### [Try it]
An exact transcription of the data below, complete and unaltered, is the expected answer.

### [Task data]
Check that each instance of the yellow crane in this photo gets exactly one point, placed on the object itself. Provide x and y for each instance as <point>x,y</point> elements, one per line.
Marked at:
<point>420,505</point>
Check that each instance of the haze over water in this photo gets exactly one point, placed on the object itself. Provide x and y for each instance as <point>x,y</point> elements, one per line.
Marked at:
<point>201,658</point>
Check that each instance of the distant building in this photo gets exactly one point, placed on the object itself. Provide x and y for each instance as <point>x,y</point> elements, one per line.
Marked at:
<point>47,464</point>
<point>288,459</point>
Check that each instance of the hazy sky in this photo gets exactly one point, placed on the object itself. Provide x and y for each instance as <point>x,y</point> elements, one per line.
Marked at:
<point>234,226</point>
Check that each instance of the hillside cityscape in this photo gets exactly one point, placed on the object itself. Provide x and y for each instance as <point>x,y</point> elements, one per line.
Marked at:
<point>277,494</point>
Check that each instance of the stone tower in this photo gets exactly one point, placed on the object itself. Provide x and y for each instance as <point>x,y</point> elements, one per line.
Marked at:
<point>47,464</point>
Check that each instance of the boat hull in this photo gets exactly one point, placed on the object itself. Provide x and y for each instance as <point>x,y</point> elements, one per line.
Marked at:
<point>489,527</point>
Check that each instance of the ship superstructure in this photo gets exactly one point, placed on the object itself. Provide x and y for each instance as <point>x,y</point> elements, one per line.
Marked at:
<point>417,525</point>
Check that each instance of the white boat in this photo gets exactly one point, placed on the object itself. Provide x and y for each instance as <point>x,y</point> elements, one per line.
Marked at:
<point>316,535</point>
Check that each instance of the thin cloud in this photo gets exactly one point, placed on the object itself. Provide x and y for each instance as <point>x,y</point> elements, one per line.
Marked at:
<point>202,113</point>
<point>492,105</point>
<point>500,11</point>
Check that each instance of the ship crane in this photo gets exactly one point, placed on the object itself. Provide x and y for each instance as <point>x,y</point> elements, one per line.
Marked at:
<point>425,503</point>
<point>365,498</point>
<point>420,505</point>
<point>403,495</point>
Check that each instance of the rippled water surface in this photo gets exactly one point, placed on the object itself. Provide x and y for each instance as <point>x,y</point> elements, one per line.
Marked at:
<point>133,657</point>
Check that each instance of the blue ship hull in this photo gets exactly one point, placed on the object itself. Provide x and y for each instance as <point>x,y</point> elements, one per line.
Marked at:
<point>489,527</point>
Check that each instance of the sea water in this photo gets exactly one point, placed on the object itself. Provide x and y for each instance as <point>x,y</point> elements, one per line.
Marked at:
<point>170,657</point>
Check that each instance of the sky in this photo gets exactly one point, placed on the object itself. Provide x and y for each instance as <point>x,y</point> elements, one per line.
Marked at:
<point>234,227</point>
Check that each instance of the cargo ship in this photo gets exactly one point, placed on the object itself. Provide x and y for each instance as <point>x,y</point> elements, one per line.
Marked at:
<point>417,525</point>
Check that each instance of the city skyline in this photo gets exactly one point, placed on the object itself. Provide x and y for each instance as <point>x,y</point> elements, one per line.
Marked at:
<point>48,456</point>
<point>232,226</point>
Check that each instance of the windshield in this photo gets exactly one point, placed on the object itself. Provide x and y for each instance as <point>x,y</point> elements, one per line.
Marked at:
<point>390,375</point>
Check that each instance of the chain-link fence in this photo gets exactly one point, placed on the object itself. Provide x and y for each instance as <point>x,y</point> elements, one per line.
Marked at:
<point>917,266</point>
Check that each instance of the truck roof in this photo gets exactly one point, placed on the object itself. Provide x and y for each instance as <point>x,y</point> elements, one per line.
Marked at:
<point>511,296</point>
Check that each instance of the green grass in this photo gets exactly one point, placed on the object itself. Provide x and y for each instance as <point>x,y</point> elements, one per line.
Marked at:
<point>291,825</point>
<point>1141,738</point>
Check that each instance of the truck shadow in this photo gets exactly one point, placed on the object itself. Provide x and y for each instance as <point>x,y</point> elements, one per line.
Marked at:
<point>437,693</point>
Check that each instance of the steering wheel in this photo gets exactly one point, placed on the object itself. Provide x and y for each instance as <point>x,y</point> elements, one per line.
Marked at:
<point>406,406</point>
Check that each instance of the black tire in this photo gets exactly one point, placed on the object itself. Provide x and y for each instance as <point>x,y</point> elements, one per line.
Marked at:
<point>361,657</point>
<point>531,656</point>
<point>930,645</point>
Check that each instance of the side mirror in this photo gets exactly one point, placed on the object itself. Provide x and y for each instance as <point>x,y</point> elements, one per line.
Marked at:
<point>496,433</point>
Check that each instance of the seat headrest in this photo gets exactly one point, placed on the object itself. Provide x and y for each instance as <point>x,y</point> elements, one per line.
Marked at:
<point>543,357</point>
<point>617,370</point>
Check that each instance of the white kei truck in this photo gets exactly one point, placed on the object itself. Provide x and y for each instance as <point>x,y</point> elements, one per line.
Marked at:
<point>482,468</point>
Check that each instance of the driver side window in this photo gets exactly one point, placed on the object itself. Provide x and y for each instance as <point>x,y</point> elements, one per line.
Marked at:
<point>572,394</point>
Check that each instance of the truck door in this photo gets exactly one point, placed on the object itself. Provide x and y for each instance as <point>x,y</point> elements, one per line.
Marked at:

### [Solved problem]
Check that each instance of the yellow crane in this photo gets exactly one point, placed on the object itself. Provide x and y for each instance as <point>x,y</point> elements, one per line.
Marked at:
<point>420,505</point>
Check that each instance of the haze over water in this photo gets exactly one point, placed on the object itself. Provide x and y for each instance as <point>x,y</point> elements, one per line.
Marked at:
<point>201,658</point>
Check that each instance of the distant building in this photo gets exactly one point, placed on the object itself. Provide x and y for each instance as <point>x,y</point> elements, one per line.
Marked at:
<point>47,464</point>
<point>288,459</point>
Check that each instance of the hazy sky in this photo gets exactly one point, placed on the object itself. Provide x and y for each instance as <point>x,y</point> elements, one per line.
Marked at:
<point>234,226</point>
Check that each instance of the hillside cityscape in this photo gets exactly one point, placed on the object itself. Provide x and y for each instance as <point>x,y</point> elements, one per line.
Marked at:
<point>277,494</point>
Check that each instance of the stone tower in this photo gets exactly one point, placed on the object itself. Provide x and y for each instance as <point>x,y</point> elements, one per line.
Marked at:
<point>47,464</point>
Check that each instance of the boat hull in this photo gets exactly one point, placed on the object itself. Provide x and y for each instance as <point>x,y</point> elements, one per line.
Marked at:
<point>489,527</point>
Check that each instance of the ship superstructure in this photo gets exactly one point, placed on the object itself. Provide x and y for each instance as <point>x,y</point> elements, one per line.
Marked at:
<point>417,525</point>
Check that each instance of the white boat in this photo gets exactly one point, placed on the object itself. Provide x and y for each instance as <point>x,y</point> elements, one per line.
Marked at:
<point>316,535</point>
Check that each instance of the thin cloud in this photo gets exactly one point, placed on the object itself. Provide x and y for each instance as <point>x,y</point> elements, one per line.
Marked at:
<point>202,113</point>
<point>492,105</point>
<point>500,11</point>
Check that each instance of the ship crane in this photo gets exactly one point, placed on the object itself. Provide x and y for each instance as <point>x,y</point> elements, one per line.
Marked at:
<point>425,503</point>
<point>365,498</point>
<point>420,505</point>
<point>403,495</point>
Check that each instance of the rippled water surface in this photo gets exactly one point, placed on the object itself. Provide x and y for each instance as <point>x,y</point> elements, one per line.
Marked at:
<point>133,657</point>
Check that each instance of the blue ship hull in this photo gets exactly one point, placed on the object itself. Provide x and y for each instance as <point>x,y</point> elements, one per line.
Marked at:
<point>489,527</point>
Check that each instance of the sea water in this photo gets exactly one point, placed on the object itself. Provide x and y for each instance as <point>x,y</point> elements, one per line.
Marked at:
<point>170,657</point>
Check that each instance of the sky in this photo gets exactly one point, placed on the object itself. Provide x and y for each instance as <point>x,y</point> elements, one per line.
Marked at:
<point>234,227</point>
Check that each instance of the cargo ship in this photo gets exactly one point, placed on the object itself. Provide x and y for each instance as <point>x,y</point> elements, one per line.
Marked at:
<point>417,525</point>
Check that each instance of the city skyline in this photo gets exactly one point, placed on the object itself. Provide x and y for each instance as <point>x,y</point> elements, one per line.
Marked at:
<point>48,456</point>
<point>232,226</point>
Check that each instance of the windshield in this photo gets exactly one point, placed on the object itself. Provide x and y for each instance as <point>x,y</point> elements, one per line.
Marked at:
<point>390,375</point>
Check that each instance of the chain-link fence in this photo gets exactly one point, placed on the object itself. Provide x and y for each instance as <point>x,y</point> elements, one per line.
Marked at:
<point>917,266</point>
Check that each instance of the truck roof in this photo gets exactly one point, placed on the object itself. Provide x and y for each instance as <point>x,y</point> elements, one per line.
Marked at:
<point>511,296</point>
Check that each instance of the green grass in this photo gets exactly one point, placed on the object itself. Provide x and y for each instance as <point>x,y</point> elements, one per line.
Marked at:
<point>291,825</point>
<point>1141,738</point>
Check that each instance of the truck shadow in this photo gets exactly one point, placed on the object itself. Provide x and y for each instance as <point>x,y</point> elements, one per line.
Marked at:
<point>437,693</point>
Check that each instance of the steering wheel in this photo gets exactly one point, placed on the object itself. Provide x and y for each instance as <point>x,y</point> elements, one per line.
Marked at:
<point>406,406</point>
Check that each instance of the black tire in this photo gets exactly one point, placed on the object itself. Provide x and y for each instance as <point>x,y</point> elements, one per line.
Marked at:
<point>361,657</point>
<point>531,656</point>
<point>930,645</point>
Check that each instance of the side mirror in this photo gets exactly one point, placed on the object itself. Provide x and y for each instance as <point>x,y</point> elements, one per line.
Marked at:
<point>496,433</point>
Check that each instance of the seat headrest in this photo gets exactly one point, placed on the object itself. Provide x and y for each instance as <point>x,y</point> elements, one per line.
Marked at:
<point>543,357</point>
<point>617,370</point>
Check that each instance of the white kei truck in this photo gets exactly one point, placed on the object itself. Provide x and y for each instance as <point>x,y</point> elements, one per line.
Marked at:
<point>482,468</point>
Check that each instance of the driver side window in this photo gets exactly one point, placed on the object itself. Provide x and y for each instance as <point>x,y</point> elements, one per line.
Marked at:
<point>572,394</point>
Check that each instance of the truck door in this photo gets exactly one point, placed on the object itself. Provide x and y for each instance as <point>x,y</point> elements, one per line.
Marked at:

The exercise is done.